◆ **Complete the following**
1. From the help page, copy everything from "Optionally, a set" down to "number of surfaces.".
2. Sum up the help page in two sentences.

R: Construct a functional data object by smoothing spatial data...

smooth.FEM.basis {SpatialfdaR}

R Documentation

Construct a functional data object by smoothing spatial data distributed over a region with a complicated boundary using a roughness penalty.

Description

Discrete observations of a surface are fit with a smooth surface defined by an expansion in a set of FEM type basis functions. The fitting criterion is weighted least squares, and smoothness can be defined in terms of a roughness penalty.

Data smoothing requires at a bare minimum three elements: (1) a set of observed noisy values, (b) a set of argument values associated with these data, and (c) a basis function system used to define the surfaces.

Optionally, a set covariates may be also used to take account of various non-smooth contributions to the data. Smoothing without covariates is often called nonparametric regression, and with covariates is termed semiparametric regression.

Usage

  smooth.FEM.basis(FEMloc, FEMdata, FEMbasis, lambda=1e-12, wtvec=NULL,
                  covariates=NULL, Laplace=NULL)

Arguments

`FEMloc`	A matrix with two columns containing the coordinates of the points where the data are observed.
`FEMdata`	If a single surface, column vector containing the values to be smoothed. Otherwise, a matrix of observation values that is number of pts by number of surfaces.
`FEMbasis`	Either (1) a functional basis object of the `FEM` type if the first argument contains the X-coordinates, or, if the first argument is a matrix with three columns, an `N` by `q` matrix of covariate values, where `N` is the number of observations and `q` is the number of covariates.

◆ **Data rows**
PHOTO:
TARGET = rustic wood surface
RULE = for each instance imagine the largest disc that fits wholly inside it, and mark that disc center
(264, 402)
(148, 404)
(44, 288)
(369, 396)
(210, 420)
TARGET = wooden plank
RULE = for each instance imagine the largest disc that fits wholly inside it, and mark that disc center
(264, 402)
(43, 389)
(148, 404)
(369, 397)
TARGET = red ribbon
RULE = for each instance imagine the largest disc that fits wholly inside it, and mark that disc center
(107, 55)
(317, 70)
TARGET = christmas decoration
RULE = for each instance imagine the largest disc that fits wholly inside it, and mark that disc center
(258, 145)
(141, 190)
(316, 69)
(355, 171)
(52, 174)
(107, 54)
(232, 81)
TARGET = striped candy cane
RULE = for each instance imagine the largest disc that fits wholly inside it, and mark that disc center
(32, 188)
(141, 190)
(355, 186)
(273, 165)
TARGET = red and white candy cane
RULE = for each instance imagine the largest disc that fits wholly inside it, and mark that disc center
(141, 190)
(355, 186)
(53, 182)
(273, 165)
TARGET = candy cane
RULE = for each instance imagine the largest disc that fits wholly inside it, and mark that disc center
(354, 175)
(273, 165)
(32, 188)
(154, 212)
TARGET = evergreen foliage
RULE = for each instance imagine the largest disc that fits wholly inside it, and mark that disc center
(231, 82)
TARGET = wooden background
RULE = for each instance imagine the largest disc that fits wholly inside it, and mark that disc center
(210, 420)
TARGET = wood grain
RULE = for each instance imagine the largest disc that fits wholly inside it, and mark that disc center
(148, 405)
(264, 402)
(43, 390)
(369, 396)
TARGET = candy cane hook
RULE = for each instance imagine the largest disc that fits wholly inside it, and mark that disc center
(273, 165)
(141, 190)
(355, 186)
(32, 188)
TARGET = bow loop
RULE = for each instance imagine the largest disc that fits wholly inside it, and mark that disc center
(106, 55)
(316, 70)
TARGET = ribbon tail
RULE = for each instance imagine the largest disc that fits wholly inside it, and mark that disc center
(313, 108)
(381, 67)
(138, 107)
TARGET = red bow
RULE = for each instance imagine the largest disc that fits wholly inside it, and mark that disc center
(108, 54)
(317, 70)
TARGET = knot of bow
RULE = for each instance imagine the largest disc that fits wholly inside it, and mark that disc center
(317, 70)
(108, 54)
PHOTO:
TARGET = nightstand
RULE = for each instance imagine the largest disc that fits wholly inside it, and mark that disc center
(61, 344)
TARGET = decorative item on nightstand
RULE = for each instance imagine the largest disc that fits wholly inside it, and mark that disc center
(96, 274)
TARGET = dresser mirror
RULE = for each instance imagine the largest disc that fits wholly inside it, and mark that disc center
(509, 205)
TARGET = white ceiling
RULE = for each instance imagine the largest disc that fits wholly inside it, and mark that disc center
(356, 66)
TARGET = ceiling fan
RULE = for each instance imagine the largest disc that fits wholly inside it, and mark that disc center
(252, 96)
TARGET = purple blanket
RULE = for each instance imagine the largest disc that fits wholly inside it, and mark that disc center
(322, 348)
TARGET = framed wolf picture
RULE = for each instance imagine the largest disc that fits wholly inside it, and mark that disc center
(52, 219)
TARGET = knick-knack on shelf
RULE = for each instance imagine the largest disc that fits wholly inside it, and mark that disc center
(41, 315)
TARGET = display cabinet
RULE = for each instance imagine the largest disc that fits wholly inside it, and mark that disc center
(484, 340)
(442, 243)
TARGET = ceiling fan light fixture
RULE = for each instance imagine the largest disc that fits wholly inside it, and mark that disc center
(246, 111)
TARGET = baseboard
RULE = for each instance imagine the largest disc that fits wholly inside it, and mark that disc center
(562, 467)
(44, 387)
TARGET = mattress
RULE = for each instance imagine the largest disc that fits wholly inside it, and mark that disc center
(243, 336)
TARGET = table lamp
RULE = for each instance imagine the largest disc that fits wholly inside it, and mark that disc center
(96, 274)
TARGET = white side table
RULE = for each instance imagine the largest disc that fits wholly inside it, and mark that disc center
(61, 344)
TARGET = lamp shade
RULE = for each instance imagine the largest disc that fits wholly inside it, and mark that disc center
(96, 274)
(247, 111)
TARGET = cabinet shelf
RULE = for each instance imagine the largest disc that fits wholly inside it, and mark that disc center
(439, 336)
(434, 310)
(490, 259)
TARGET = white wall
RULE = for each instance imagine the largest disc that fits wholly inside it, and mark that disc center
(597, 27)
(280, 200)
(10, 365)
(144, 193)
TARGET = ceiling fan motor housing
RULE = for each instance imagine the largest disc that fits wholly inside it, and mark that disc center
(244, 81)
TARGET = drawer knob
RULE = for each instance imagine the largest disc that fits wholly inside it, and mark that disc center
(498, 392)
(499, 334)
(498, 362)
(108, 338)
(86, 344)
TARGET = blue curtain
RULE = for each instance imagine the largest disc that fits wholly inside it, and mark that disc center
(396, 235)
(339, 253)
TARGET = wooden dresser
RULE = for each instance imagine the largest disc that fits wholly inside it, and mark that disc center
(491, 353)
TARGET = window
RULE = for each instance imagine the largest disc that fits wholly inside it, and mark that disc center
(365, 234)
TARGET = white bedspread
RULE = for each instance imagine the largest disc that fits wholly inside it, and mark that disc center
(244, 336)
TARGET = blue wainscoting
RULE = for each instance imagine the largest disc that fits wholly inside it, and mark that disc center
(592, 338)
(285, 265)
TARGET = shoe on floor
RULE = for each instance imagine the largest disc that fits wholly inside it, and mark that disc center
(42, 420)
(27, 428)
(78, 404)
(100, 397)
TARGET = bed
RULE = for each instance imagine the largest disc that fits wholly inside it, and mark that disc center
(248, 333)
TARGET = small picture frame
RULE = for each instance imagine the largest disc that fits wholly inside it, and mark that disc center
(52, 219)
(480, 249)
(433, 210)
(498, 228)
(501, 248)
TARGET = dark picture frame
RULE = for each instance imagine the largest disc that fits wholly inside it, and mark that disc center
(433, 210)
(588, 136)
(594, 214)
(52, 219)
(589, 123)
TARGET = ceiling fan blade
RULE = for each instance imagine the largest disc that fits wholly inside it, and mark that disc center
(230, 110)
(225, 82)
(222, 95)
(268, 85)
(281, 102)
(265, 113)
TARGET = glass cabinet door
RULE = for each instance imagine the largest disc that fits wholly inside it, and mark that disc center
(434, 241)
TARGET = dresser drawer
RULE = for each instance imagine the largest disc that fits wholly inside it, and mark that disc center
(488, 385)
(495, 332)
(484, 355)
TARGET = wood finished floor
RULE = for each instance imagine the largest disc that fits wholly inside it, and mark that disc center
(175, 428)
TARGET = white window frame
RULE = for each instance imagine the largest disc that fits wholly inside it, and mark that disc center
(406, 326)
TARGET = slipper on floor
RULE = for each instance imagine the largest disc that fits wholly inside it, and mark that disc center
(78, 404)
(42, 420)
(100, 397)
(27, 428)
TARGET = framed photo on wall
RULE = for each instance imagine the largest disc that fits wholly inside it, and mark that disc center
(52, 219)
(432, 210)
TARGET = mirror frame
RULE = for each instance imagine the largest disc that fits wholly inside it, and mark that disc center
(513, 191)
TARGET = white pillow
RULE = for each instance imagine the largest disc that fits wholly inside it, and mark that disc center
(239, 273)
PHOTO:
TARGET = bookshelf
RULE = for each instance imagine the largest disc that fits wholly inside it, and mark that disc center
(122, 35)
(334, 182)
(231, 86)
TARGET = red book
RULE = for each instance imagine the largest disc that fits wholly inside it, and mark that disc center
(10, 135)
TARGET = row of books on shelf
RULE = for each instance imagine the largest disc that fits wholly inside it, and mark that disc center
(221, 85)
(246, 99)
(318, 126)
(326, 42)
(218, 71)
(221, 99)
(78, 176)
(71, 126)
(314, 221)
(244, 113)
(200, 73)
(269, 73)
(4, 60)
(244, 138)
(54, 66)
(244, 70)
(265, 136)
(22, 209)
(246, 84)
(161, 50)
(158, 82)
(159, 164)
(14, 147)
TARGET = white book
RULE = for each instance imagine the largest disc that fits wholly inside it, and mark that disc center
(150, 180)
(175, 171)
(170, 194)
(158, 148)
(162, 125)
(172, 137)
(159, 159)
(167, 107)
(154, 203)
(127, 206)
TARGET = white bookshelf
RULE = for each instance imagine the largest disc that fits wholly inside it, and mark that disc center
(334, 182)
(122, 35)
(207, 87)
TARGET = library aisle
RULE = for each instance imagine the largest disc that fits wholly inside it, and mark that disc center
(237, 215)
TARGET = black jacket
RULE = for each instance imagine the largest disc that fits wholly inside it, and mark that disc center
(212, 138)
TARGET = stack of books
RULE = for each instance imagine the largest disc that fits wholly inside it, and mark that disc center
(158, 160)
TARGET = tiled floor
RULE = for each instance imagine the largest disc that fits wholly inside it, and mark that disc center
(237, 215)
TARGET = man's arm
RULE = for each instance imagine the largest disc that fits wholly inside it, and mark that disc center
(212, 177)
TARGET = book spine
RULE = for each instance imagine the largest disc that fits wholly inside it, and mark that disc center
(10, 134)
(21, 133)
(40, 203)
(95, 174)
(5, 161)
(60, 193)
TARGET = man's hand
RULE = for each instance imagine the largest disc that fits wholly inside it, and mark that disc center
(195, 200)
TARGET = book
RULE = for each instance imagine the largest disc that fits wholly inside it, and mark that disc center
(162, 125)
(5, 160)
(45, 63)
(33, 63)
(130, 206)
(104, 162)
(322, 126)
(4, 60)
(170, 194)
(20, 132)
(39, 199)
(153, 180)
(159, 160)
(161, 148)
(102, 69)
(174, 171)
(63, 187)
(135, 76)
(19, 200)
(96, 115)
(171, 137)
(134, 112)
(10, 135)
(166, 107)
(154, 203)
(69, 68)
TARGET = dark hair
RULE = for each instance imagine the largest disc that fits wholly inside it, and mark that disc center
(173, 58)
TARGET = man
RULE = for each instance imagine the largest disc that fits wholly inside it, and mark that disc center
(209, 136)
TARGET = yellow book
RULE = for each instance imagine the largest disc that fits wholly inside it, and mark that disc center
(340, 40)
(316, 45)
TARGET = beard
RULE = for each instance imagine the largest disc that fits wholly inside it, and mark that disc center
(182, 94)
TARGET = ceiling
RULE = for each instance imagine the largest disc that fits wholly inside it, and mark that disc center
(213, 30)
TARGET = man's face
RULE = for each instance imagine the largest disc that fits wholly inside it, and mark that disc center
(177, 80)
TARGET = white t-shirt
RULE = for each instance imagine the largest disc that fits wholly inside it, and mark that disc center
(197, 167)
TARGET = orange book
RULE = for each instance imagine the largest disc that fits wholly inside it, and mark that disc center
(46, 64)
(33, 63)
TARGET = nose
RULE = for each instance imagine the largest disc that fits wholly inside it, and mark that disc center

◆ **Worked answers**
1.
Optionally, a set covariates may be also used to take account of various non-smooth contributions to the data. Smoothing without covariates is often called nonparametric regression, and with covariates is termed semiparametric regression.

Usage

  smooth.FEM.basis(FEMloc, FEMdata, FEMbasis, lambda=1e-12, wtvec=NULL,
                  covariates=NULL, Laplace=NULL)

Arguments

`FEMloc`	A matrix with two columns containing the coordinates of the points where the data are observed.
`FEMdata`	If a single surface, column vector containing the values to be smoothed. Otherwise, a matrix of observation values that is number of pts by number of surfaces.

2. The smooth.FEM.basis function fits discrete observations of a surface with a smooth surface built from FEM-type basis functions, using weighted least squares and optionally a roughness penalty. Smoothing needs at least observed noisy values, their argument values, and a basis function system, and covariates may also be added, in which case the method is called semiparametric rather than nonparametric regression.